START TEXT EXCERPT

Current bandwidth can't even do half of what Blu Ray can do, years away from it to.

If Apple wants to do this, they have to invest in fiber all over the country, in competition with Verizon FIOS and Google Fiber. Apple can certainly afford it

To build there own nationwide network independent of anyone elses lines? Into everyones home? Even Apple doesn't have that kind of cash.
 

SoAnyway

macrumors 6502
May 10, 2011
477
183
These days, rumors of an Apple television set reminds me of PowerBook G5 rumors from nearly 10 years ago.
 

Weegee1

macrumors member
Mar 27, 2013
75
0
"Ultra UD"? Shouldn't it just be "UD"?
I don't see the point of this. I'll wait for the nice UD TVs and use my Apple TV on the side. The future is nice :cool:
 

lev312

macrumors newbie
Nov 3, 2009
11
0
I can only imagine 1080p Blu-ray, or even 720p that is not compressed having better video quality than 4k compressed to fit into what will work with current bandwidth.

END TEXT EXCERPT
START INPUT

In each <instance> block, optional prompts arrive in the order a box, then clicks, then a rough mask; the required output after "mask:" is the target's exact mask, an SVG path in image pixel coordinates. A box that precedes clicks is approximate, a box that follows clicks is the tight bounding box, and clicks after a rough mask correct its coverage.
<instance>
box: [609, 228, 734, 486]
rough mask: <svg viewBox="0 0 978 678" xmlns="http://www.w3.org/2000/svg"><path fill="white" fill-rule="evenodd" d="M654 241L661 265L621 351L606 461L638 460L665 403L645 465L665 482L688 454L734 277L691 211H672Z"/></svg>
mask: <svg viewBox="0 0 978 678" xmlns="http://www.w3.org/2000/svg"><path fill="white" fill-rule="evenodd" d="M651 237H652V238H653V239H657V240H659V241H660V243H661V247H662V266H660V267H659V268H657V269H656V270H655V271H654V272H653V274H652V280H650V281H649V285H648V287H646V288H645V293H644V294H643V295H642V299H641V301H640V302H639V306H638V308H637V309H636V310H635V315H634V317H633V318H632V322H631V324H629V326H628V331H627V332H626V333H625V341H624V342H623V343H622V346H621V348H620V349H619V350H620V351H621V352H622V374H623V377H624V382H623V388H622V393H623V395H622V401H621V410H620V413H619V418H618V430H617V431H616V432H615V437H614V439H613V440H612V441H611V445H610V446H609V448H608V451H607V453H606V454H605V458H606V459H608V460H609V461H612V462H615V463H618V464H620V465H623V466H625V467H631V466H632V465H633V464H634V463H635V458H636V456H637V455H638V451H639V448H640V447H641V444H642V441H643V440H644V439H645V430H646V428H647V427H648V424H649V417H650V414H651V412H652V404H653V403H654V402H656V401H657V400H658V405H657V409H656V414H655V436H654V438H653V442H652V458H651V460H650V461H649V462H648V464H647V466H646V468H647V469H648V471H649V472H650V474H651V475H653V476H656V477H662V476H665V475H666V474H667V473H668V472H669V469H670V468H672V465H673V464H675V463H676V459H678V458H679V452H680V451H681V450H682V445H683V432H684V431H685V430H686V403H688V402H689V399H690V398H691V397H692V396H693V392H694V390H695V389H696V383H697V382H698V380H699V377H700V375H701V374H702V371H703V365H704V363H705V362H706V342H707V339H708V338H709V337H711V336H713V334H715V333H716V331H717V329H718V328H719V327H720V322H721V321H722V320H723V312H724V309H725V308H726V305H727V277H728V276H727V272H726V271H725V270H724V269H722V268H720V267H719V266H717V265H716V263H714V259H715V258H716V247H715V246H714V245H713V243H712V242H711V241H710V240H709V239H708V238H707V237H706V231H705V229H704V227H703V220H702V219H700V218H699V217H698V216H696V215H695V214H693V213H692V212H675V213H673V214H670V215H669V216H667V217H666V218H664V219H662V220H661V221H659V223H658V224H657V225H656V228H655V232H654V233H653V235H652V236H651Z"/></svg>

END INPUT

CHECK YOUR UNDERSTANDING -
[1] In the forum thread, what do rumors of an Apple television set remind SoAnyway of?
[2] Echo the entries from their very first line through the line containing "box: [609, 228, 734, 486]", with both ends included.
These entries have no connection to the forum thread.

ANSWERS TO EACH TASK -
[1] PowerBook G5 rumors from nearly 10 years ago.

[2]
In each <instance> block, optional prompts arrive in the order a box, then clicks, then a rough mask; the required output after "mask:" is the target's exact mask, an SVG path in image pixel coordinates. A box that precedes clicks is approximate, a box that follows clicks is the tight bounding box, and clicks after a rough mask correct its coverage.
<instance>
box: [609, 228, 734, 486]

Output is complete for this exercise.